* **REQUIRED TASK A**: Gather every line of the listing that contains the string "calm", treating uppercase and lowercase as distinct.

* **QUOTED TEXT**:
════════════════════

Click photo for larger image.

National Museum of the American Indian

WHERE: The museum is at 4th Street and Independence Avenue, S.W., on the National Mall.

HOURS: Opening week from 1 p.m. today through 5:30 p.m. tomorrow; 9 a.m. to 5:30 p.m. Thursday, Saturday and Sunday; 9 a.m. to 9 p.m. Friday. Regular hours are 10 a.m. to 5:30 p.m. daily; closed Dec. 25. Admission is free.

Given the expected crowds, museum officials have created a system of timed passes. Those planning to visit the museum may obtain passes online at www.americanindian.si.edu or by phone at 1-866-400-6624. Tickets also are available at www.tickets.com, but there is a convenience fee of $12.75 per ticket plus a $1.50 service charge per order. There will be a limited number of same-day passes distributed on a first-come, first-served basis.

INFORMATION: 1-202-633-1000 and online at www.nmai.si.edu.


WASHINGTON, D.C. -- The National Museum of the American Indian opens today, a spectacular symbol of the cultural and political renaissance of the nation's "first people."

With its sinewy limestone facade and prime spot on the National Mall, the 254,000-square-foot museum is a visually stunning showcase of 10,000 years of American Indian art, history and culture.

More than 500 years after Indians' first, often disastrous contacts with Europeans -- and just a half-century after Congress passed a law trying to "terminate" tribes -- the museum offers American Indians "a prominent place of honor on the nation's front lawn," said W. Richard West, the museum's founding director.

"At our heart, we feel we represent something intangible," West said. "We define a moment of reconciliation in American history."

West said he hopes the museum serves as "an instrument of enlightenment, helping our visitors learn more about the extraordinary achievements of the indigenous people of the Western Hemisphere."

════════════════════

* **DATA IN THIS EXERCISE**:
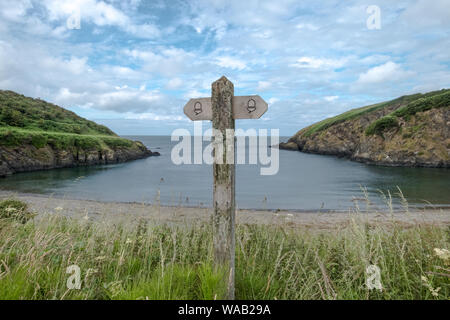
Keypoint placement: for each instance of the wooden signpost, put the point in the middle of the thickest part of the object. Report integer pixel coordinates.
(223, 108)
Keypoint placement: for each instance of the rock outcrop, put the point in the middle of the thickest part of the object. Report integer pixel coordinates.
(421, 139)
(29, 158)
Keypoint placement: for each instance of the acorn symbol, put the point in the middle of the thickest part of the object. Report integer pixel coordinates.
(198, 108)
(251, 105)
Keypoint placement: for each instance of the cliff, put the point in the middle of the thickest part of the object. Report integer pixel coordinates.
(412, 130)
(36, 135)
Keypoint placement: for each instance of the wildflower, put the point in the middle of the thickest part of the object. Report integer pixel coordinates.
(426, 282)
(101, 258)
(442, 254)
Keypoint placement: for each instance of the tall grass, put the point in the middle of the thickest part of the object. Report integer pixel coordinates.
(148, 261)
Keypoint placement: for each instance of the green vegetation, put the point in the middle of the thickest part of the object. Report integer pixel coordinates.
(413, 103)
(25, 121)
(143, 260)
(34, 114)
(354, 113)
(427, 102)
(60, 141)
(15, 210)
(377, 127)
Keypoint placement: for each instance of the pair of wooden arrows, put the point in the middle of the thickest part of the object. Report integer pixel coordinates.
(244, 107)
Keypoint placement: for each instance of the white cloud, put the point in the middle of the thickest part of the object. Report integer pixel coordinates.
(229, 62)
(385, 72)
(331, 98)
(263, 85)
(174, 83)
(99, 13)
(316, 63)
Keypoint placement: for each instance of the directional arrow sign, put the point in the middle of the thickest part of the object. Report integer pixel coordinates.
(249, 107)
(199, 109)
(244, 107)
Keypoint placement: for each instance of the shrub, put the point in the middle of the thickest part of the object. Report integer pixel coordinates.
(15, 209)
(382, 124)
(38, 140)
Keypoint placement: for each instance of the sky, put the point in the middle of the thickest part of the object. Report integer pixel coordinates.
(133, 64)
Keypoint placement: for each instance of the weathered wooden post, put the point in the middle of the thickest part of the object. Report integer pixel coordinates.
(224, 180)
(223, 108)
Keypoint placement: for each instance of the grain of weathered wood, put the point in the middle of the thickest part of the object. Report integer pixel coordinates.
(224, 182)
(244, 107)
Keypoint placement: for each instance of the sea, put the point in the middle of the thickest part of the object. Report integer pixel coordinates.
(303, 182)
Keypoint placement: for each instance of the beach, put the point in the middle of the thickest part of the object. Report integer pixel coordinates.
(179, 215)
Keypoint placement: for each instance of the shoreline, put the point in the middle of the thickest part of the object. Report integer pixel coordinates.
(182, 216)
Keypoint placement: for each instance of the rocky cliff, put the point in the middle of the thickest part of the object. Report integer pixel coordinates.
(408, 131)
(29, 158)
(37, 135)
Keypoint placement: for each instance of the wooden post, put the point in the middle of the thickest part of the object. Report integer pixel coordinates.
(224, 181)
(223, 108)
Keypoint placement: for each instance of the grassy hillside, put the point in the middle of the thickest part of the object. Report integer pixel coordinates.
(421, 102)
(412, 130)
(19, 111)
(25, 121)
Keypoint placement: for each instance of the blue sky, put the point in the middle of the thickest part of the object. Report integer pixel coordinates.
(132, 65)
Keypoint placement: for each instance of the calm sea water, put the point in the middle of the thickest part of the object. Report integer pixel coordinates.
(304, 182)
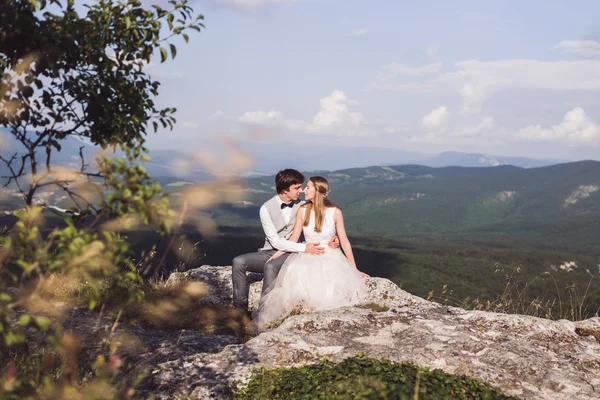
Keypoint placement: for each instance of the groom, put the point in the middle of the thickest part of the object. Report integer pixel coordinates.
(277, 216)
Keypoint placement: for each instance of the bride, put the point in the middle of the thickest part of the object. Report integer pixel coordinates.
(316, 282)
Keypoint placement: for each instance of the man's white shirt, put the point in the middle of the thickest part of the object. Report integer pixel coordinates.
(277, 242)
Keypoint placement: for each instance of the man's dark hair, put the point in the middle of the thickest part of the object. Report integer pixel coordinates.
(286, 178)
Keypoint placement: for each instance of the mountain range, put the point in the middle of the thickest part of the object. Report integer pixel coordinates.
(556, 205)
(269, 157)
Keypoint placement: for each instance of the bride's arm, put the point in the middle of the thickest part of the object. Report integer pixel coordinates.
(344, 242)
(295, 233)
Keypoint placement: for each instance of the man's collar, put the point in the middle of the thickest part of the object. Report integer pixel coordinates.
(279, 200)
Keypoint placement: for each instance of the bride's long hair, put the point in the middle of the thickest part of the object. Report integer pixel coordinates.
(319, 203)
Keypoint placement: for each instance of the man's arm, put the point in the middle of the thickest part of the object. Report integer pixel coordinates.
(273, 238)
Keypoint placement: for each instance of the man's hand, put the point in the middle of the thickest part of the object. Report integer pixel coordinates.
(315, 248)
(278, 254)
(334, 243)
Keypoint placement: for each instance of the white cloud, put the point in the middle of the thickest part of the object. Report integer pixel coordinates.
(576, 129)
(334, 117)
(583, 48)
(485, 127)
(217, 115)
(436, 118)
(475, 81)
(190, 125)
(260, 117)
(247, 5)
(335, 113)
(360, 32)
(397, 69)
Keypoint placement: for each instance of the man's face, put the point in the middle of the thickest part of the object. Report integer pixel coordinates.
(294, 192)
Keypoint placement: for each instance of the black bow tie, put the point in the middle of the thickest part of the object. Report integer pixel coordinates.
(290, 205)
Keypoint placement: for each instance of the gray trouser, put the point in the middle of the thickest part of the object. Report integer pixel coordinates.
(253, 262)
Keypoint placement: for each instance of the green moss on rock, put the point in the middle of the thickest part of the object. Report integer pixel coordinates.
(364, 378)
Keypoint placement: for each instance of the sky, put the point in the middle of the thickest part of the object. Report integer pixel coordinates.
(499, 77)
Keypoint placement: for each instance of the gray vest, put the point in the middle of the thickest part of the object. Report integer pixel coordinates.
(283, 230)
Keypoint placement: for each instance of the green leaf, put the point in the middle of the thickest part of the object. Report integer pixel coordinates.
(43, 323)
(170, 18)
(24, 319)
(11, 338)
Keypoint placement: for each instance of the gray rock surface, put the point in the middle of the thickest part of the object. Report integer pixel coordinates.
(528, 357)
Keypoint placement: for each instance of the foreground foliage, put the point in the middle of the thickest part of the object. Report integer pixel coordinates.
(70, 76)
(364, 378)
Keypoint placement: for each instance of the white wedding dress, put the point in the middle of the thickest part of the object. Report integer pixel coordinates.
(317, 282)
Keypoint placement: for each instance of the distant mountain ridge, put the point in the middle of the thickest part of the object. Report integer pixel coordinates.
(269, 157)
(557, 204)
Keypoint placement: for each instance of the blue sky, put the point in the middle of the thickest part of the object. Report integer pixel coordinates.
(502, 77)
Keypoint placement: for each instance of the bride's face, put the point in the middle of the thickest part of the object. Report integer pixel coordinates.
(309, 192)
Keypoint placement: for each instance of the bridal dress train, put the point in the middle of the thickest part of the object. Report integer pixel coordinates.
(317, 282)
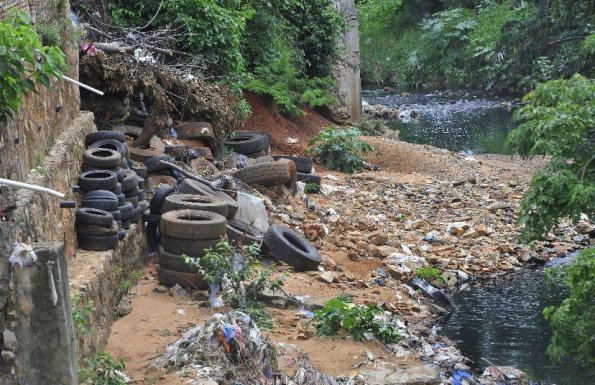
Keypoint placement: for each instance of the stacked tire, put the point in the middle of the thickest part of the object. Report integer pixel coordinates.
(108, 185)
(187, 233)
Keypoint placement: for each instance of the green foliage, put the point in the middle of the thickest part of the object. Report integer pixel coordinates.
(247, 277)
(341, 314)
(573, 324)
(80, 315)
(339, 148)
(558, 120)
(430, 274)
(101, 369)
(23, 63)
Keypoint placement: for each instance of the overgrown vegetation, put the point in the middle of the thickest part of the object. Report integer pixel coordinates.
(502, 45)
(102, 369)
(339, 148)
(572, 322)
(362, 322)
(558, 121)
(245, 278)
(282, 50)
(24, 62)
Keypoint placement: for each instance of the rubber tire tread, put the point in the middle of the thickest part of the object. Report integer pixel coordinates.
(206, 226)
(194, 202)
(265, 174)
(278, 240)
(100, 135)
(190, 247)
(97, 242)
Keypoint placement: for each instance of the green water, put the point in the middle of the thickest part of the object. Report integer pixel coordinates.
(463, 121)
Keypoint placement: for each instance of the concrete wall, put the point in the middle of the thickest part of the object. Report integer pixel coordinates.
(347, 70)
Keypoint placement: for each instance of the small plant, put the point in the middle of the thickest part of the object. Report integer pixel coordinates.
(80, 315)
(430, 274)
(339, 148)
(312, 188)
(102, 369)
(246, 276)
(359, 321)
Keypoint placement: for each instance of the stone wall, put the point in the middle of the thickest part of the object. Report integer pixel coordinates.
(346, 71)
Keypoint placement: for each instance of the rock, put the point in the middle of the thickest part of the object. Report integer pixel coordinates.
(327, 276)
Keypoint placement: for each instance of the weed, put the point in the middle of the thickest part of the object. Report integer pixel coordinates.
(359, 321)
(430, 274)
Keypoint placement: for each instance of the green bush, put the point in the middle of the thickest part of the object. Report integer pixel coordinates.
(341, 314)
(23, 63)
(573, 324)
(339, 148)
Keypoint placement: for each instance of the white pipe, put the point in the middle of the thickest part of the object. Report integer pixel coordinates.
(82, 85)
(33, 187)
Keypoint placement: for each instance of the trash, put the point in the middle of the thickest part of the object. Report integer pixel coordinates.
(246, 353)
(23, 255)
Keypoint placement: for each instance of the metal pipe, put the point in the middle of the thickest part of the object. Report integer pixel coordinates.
(32, 187)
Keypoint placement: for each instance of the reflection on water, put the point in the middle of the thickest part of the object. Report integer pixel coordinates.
(456, 121)
(502, 322)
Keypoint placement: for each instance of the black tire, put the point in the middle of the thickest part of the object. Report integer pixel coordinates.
(175, 262)
(308, 178)
(192, 224)
(265, 174)
(194, 202)
(159, 196)
(98, 230)
(98, 180)
(242, 233)
(187, 280)
(112, 144)
(93, 217)
(126, 211)
(302, 163)
(190, 247)
(100, 135)
(130, 180)
(134, 201)
(98, 242)
(102, 204)
(291, 248)
(102, 158)
(137, 214)
(247, 143)
(153, 164)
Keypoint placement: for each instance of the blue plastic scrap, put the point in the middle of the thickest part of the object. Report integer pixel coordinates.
(458, 375)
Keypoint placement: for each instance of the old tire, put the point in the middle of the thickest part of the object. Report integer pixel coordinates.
(93, 217)
(302, 163)
(98, 242)
(192, 224)
(187, 280)
(102, 158)
(98, 230)
(98, 180)
(291, 248)
(159, 196)
(194, 202)
(247, 143)
(175, 262)
(264, 174)
(100, 135)
(190, 247)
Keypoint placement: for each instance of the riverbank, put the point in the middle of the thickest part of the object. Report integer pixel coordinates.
(425, 207)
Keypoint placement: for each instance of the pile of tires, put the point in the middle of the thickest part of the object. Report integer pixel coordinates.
(108, 186)
(303, 166)
(251, 144)
(187, 233)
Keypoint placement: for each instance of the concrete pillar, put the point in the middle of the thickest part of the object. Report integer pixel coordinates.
(38, 335)
(346, 71)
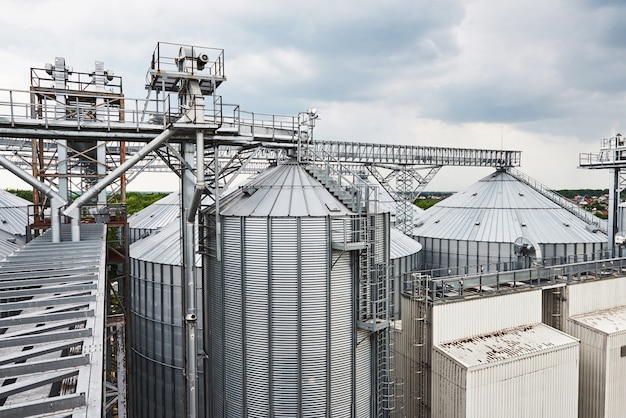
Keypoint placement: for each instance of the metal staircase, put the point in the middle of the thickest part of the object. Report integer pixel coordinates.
(418, 370)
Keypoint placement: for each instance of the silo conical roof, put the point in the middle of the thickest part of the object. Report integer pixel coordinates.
(159, 214)
(9, 243)
(285, 190)
(163, 246)
(500, 208)
(13, 213)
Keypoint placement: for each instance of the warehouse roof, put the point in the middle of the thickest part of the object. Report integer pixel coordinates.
(500, 208)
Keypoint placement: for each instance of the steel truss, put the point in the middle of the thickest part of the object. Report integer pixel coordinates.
(74, 134)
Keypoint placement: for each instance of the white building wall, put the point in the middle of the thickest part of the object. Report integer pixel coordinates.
(470, 317)
(596, 295)
(540, 385)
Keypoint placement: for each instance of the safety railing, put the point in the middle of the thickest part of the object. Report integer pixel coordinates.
(459, 286)
(82, 110)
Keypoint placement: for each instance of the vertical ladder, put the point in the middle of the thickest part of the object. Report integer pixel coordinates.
(419, 311)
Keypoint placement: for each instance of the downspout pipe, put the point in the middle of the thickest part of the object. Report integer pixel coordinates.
(56, 201)
(73, 210)
(200, 184)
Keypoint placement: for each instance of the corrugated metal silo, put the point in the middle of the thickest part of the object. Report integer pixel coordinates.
(13, 213)
(153, 217)
(156, 337)
(479, 225)
(405, 258)
(596, 314)
(281, 318)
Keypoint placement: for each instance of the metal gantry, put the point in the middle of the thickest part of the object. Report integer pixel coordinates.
(52, 320)
(78, 140)
(612, 156)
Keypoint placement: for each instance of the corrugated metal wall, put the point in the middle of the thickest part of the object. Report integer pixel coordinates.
(541, 385)
(602, 371)
(282, 322)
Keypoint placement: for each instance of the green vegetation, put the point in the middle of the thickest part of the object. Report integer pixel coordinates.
(425, 203)
(135, 201)
(572, 193)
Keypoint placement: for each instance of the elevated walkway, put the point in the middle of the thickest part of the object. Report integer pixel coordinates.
(52, 312)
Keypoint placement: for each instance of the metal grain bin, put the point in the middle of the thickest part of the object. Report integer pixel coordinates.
(281, 328)
(475, 229)
(13, 213)
(155, 216)
(157, 330)
(528, 371)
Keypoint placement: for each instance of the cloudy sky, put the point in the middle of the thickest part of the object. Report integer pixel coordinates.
(547, 78)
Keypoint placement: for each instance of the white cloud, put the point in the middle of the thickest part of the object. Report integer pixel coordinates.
(547, 78)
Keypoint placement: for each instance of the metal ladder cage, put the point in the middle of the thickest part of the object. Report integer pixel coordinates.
(419, 296)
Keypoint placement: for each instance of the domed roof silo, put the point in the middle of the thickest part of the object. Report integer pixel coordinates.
(13, 213)
(157, 215)
(156, 340)
(479, 225)
(282, 338)
(9, 243)
(405, 254)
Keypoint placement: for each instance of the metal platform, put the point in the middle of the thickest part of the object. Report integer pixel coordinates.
(52, 312)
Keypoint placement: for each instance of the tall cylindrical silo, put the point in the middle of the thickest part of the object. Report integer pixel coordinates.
(156, 350)
(281, 338)
(475, 229)
(405, 254)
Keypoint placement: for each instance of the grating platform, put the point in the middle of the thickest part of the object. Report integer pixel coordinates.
(52, 310)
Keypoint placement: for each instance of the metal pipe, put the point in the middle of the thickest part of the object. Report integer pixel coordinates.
(56, 201)
(72, 210)
(189, 275)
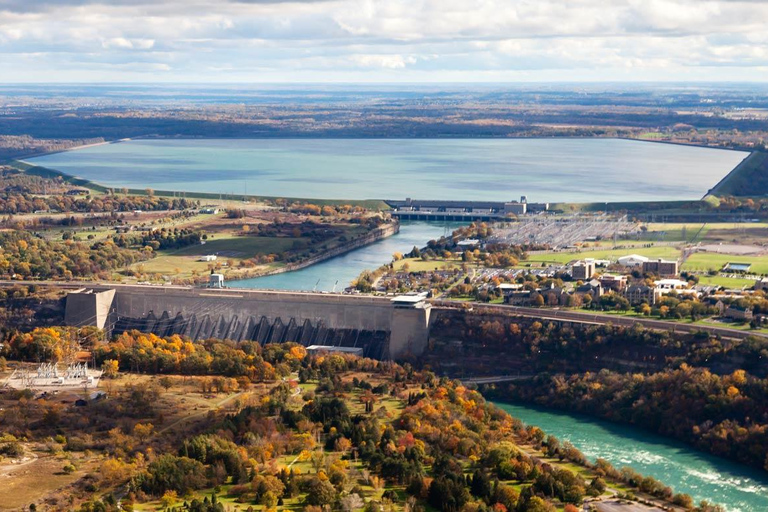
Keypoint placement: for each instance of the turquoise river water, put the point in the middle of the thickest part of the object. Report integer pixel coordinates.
(593, 170)
(704, 477)
(340, 271)
(579, 170)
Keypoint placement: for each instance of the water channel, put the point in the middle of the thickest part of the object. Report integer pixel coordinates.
(703, 476)
(339, 272)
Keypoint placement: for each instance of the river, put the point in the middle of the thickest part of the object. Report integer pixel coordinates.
(704, 477)
(339, 272)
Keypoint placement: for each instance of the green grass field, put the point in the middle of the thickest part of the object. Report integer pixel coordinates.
(727, 282)
(666, 252)
(703, 261)
(419, 265)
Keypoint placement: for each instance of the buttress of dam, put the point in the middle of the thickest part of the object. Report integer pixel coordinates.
(375, 344)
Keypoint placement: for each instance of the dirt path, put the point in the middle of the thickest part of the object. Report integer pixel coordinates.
(213, 407)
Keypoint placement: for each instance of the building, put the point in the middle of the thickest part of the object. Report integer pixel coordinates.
(671, 284)
(734, 312)
(737, 267)
(632, 260)
(518, 297)
(509, 287)
(583, 269)
(591, 288)
(468, 244)
(216, 280)
(640, 293)
(613, 282)
(660, 267)
(357, 351)
(515, 208)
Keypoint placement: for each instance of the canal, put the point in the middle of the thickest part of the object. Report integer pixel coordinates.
(703, 476)
(339, 272)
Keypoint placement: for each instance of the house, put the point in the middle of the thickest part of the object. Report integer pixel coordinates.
(583, 269)
(518, 297)
(468, 244)
(553, 296)
(639, 293)
(216, 280)
(661, 267)
(591, 287)
(632, 260)
(508, 287)
(613, 282)
(735, 312)
(666, 285)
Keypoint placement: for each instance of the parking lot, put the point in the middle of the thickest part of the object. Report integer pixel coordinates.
(559, 232)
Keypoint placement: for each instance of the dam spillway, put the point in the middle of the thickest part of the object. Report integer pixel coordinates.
(383, 327)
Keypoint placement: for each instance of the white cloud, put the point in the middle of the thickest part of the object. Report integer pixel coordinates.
(377, 39)
(382, 61)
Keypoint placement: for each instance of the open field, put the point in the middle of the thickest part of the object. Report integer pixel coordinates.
(726, 282)
(84, 183)
(703, 261)
(665, 251)
(419, 265)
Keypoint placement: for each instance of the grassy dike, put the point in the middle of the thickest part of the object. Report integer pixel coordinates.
(748, 179)
(45, 172)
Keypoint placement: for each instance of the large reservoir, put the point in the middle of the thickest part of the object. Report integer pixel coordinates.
(554, 170)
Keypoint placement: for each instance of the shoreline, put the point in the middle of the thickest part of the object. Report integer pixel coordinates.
(371, 238)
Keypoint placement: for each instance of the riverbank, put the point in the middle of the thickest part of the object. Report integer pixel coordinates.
(704, 477)
(340, 271)
(364, 240)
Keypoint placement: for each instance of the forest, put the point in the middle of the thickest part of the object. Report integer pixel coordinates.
(29, 257)
(362, 434)
(708, 392)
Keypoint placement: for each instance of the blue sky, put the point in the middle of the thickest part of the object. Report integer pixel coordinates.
(383, 40)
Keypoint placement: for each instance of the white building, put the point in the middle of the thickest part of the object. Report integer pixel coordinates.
(216, 281)
(632, 260)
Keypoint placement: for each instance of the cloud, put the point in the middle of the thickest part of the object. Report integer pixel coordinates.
(380, 39)
(127, 44)
(382, 61)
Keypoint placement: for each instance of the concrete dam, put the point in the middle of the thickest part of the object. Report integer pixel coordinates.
(385, 328)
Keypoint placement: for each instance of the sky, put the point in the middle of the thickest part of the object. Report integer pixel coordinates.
(378, 41)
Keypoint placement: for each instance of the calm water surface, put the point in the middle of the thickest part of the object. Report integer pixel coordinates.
(343, 269)
(581, 170)
(704, 477)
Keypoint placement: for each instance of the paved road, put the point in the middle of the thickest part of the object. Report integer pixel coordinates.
(598, 319)
(541, 313)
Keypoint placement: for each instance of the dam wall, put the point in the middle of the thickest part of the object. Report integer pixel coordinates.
(385, 330)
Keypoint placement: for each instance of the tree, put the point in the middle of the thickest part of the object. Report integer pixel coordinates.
(169, 499)
(166, 382)
(320, 492)
(352, 502)
(110, 368)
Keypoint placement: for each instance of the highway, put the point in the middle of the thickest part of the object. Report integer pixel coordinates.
(586, 317)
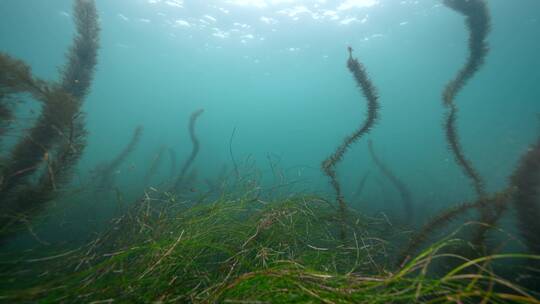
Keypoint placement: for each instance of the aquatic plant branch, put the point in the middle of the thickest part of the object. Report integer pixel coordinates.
(195, 148)
(478, 24)
(370, 93)
(58, 138)
(235, 165)
(404, 192)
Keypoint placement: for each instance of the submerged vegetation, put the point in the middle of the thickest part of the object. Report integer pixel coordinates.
(242, 241)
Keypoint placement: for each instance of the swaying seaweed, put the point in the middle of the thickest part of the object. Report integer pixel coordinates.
(400, 186)
(445, 217)
(526, 201)
(57, 139)
(195, 149)
(478, 24)
(370, 93)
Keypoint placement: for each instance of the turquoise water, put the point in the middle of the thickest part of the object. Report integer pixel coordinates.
(274, 71)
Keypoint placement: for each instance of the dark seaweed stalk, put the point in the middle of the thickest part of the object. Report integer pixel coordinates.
(478, 24)
(526, 181)
(195, 149)
(82, 57)
(400, 186)
(447, 216)
(370, 93)
(58, 138)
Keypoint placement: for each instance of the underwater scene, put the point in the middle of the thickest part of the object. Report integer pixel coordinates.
(269, 151)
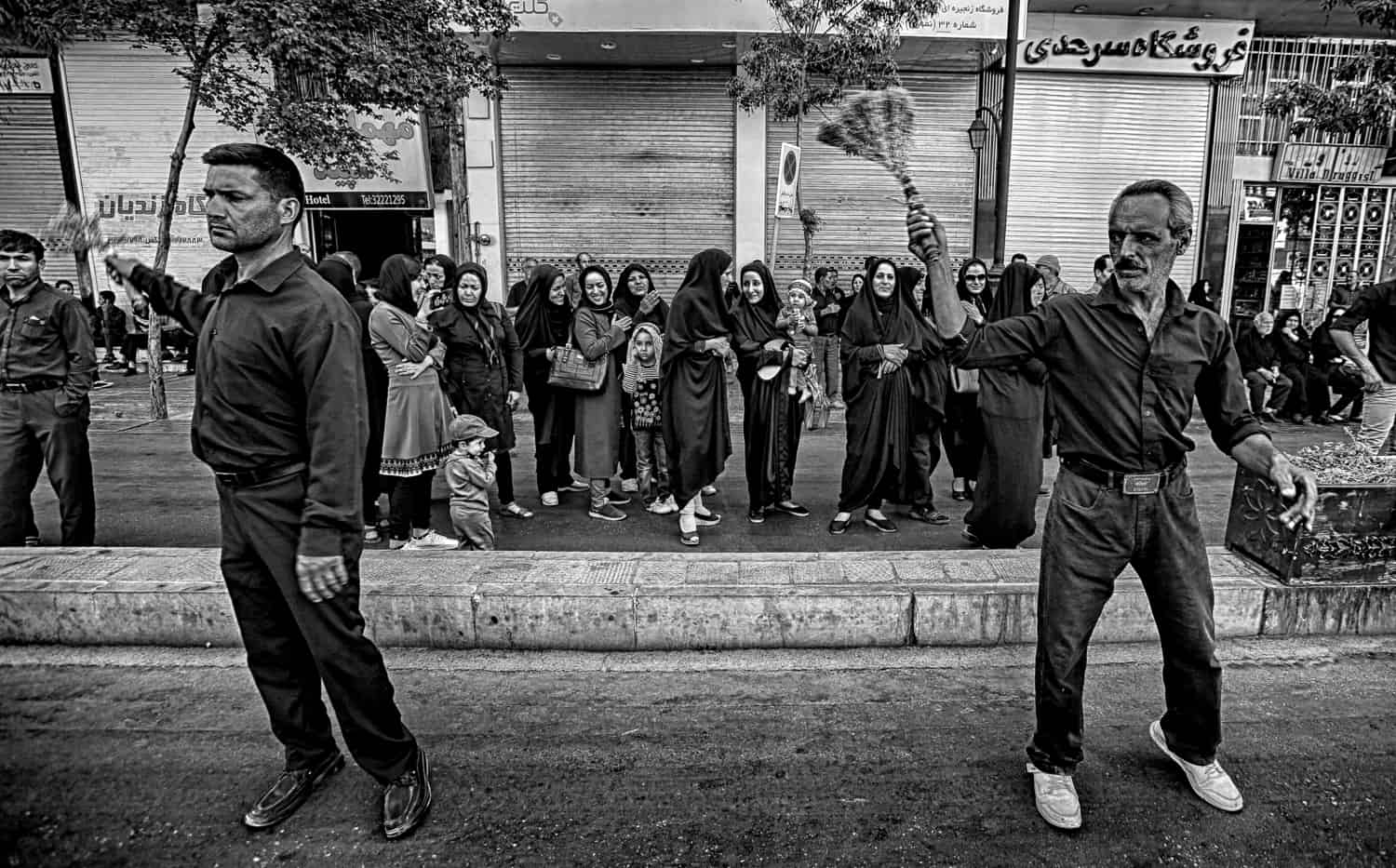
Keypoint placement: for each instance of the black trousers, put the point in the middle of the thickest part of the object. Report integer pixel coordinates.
(35, 434)
(293, 645)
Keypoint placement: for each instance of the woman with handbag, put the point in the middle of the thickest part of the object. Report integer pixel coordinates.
(483, 368)
(600, 337)
(1011, 402)
(881, 335)
(694, 388)
(772, 415)
(963, 432)
(415, 426)
(544, 327)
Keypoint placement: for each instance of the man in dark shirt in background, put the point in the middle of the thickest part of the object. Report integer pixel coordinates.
(1125, 366)
(47, 363)
(279, 416)
(1376, 306)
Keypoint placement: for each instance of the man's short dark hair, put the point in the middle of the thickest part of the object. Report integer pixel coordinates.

════════════════════

* **REQUIRED TASK B**:
Answer these questions using the museum article:
(i) At which streets does the museum stand?
(ii) How many square feet does the museum cover?
(iii) Who is the museum's founding director?

* **CORRECT ANSWER A**:
Keypoint placement: for each instance of the calm sea water, put the point in the middle of the thickest part of the object. Report integer pixel coordinates.
Keypoint placement: for each instance of the calm water surface, put the point in the middle of the thickest part of the object. Report integer pixel coordinates.

* **CORRECT ANSWER B**:
(i) 4th Street and Independence Avenue, S.W., on the National Mall
(ii) 254,000
(iii) W. Richard West